• _Passage_:
###

Tuesday, September 30, 2008

Sarah Palin and Markov Models

How good are n-gram Markov models for language modeling?

Apparently pretty good for modeling the responses of Sarah Palin during her last couple of interviews! Check them out:

http://interviewpalin.com/

http://palinspeak.com/

Friday, September 12, 2008

How Much Turking Pays?

After reporting the results about "why Turkers Turk," I received a set of questions about further things that people would like to know about the Turkers. One of the most common questions was about the compensation of Turkers: "How much do they make by Turking?"

Well, there is no question about Mechanical Turk, that Mechanical Turk cannot answer, so here we go. I posted the very same question on MTurk, asking people about their average compensation per week. Without further ado, here are the results:

A small number of people make more than $100 per week, about 20% make more than $20 per week, and the majority get less than $20. So indeed it seems unlikely that people work on MTurk for a living.

It is much more likely that people actually enjoy what they are doing, and getting some cash is a nice side-effect. Furthermore, it is work that can be done even while working, and doing the tasks on MTurk helps other people. My own gut feeling is that the research about the motivations that drive people to contribute to open source projects can also be applied here to explain why Turkers turk.

(Info: The current survey paid 5 cents per HIT, and received responses for 200 Turkers. I will keep running the survey to collect 1,000 responses and will report if I see any significant changes. But so far the results seem remarkably stable.)

Thursday, September 11, 2008

Why People Participate on Mechanical Turk, Now Tabulated

A few months back, I decided to ask Turkers about their motivation for participating on Mechanical Turk. I found their responses quite fascinating, so I decided to list them in their raw format, without any further tabulation and processing.

However, as the time passed, I realized that I wanted to have the results in a more summarized and accessible format. Therefore, I bit the bullet and organize the results. Of course, I had no time for such a big task. So, what to do? First, I hired two coders using RentACoder.com, to read and identify the main reasons listed in the responses. The two coders agreed on 9 broad categories:

A. To Kill Time
B. Fruitful way to spend free time (Instead of watching TV, Not to waste time, Rather than playing video games/online games, Sense of purpose when watching TV, Something to do during downtime in work)
C. Income purposes (Gas, Bills, Make money, Credit card, Groceries, School, Help family)
D. Pocket change/extra cash (Hobbies, Mad money, Buy personal stuff)
E. For entertainment, for fun, interesting, addiction
F. Challenge, self-competition
G. Unemployed, no regular job, s part-time job
H. To sharpen/ To keep mind sharp
I. Learn English

Then, I simply listed the responses on Mechanical Turk, and asked (new) Turkers to identify the category (or categories) for each response. Here are the percentages for each category (note that one response can be classified into multiple categories):

and the actual percentages:

A. 20.50%
B. 14.00%
C. 49.00%
D. 34.00%
E. 42.00%
F. 5.50%
G. 3.50%
H. 3.50%
I. 4.00%

So, we can see that many Turkers complete such tasks to get some extra cash and pay for gas (may be we should wish for high oil prices :-) but there is a significant fraction that does it for fun, because they consider Turking interesting, and sometimes even addicting!

I still consider the responses themselves more interesting than the tabulated version, so go and take a look yourself!

###

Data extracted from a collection
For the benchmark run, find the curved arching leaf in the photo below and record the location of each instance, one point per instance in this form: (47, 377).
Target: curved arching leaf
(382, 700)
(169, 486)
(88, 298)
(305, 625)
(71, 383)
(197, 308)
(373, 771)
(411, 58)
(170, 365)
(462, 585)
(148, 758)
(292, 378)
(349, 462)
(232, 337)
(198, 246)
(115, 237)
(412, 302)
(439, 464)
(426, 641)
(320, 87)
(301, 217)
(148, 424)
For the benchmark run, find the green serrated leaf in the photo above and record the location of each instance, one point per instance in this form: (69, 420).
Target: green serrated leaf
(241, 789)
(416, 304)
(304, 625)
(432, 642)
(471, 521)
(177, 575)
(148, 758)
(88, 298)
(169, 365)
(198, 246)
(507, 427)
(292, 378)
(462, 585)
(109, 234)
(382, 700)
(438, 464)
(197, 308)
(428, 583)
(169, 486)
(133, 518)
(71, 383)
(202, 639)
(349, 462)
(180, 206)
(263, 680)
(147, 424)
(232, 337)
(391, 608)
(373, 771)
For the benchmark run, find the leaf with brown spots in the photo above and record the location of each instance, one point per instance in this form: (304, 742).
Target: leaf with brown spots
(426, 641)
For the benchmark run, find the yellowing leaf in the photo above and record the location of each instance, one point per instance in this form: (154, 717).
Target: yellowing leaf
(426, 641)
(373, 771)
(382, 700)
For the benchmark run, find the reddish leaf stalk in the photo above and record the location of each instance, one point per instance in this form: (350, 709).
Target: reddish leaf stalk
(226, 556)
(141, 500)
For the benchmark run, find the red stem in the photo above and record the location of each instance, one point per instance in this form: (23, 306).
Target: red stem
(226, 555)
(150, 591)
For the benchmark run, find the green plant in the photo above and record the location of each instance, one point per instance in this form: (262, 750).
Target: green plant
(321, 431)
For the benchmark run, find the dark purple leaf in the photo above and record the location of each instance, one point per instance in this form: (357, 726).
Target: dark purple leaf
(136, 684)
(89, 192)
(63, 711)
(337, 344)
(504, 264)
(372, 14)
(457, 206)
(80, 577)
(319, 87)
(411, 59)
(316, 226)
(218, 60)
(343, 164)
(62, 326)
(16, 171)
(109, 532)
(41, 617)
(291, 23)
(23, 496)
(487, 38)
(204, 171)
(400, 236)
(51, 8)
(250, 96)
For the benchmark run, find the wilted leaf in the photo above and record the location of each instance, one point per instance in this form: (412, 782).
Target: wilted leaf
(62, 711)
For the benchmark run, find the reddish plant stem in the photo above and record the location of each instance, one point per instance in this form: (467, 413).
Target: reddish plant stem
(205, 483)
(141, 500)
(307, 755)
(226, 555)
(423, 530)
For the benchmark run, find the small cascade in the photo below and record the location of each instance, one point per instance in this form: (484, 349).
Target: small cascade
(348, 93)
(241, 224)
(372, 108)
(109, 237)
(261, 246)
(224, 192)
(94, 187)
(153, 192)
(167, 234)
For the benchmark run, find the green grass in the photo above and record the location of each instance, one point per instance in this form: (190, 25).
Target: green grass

###

• _What this task involves_: According to the blog posts, what share of the responses fell under the income purposes category?

• _The completed task_: 49.00%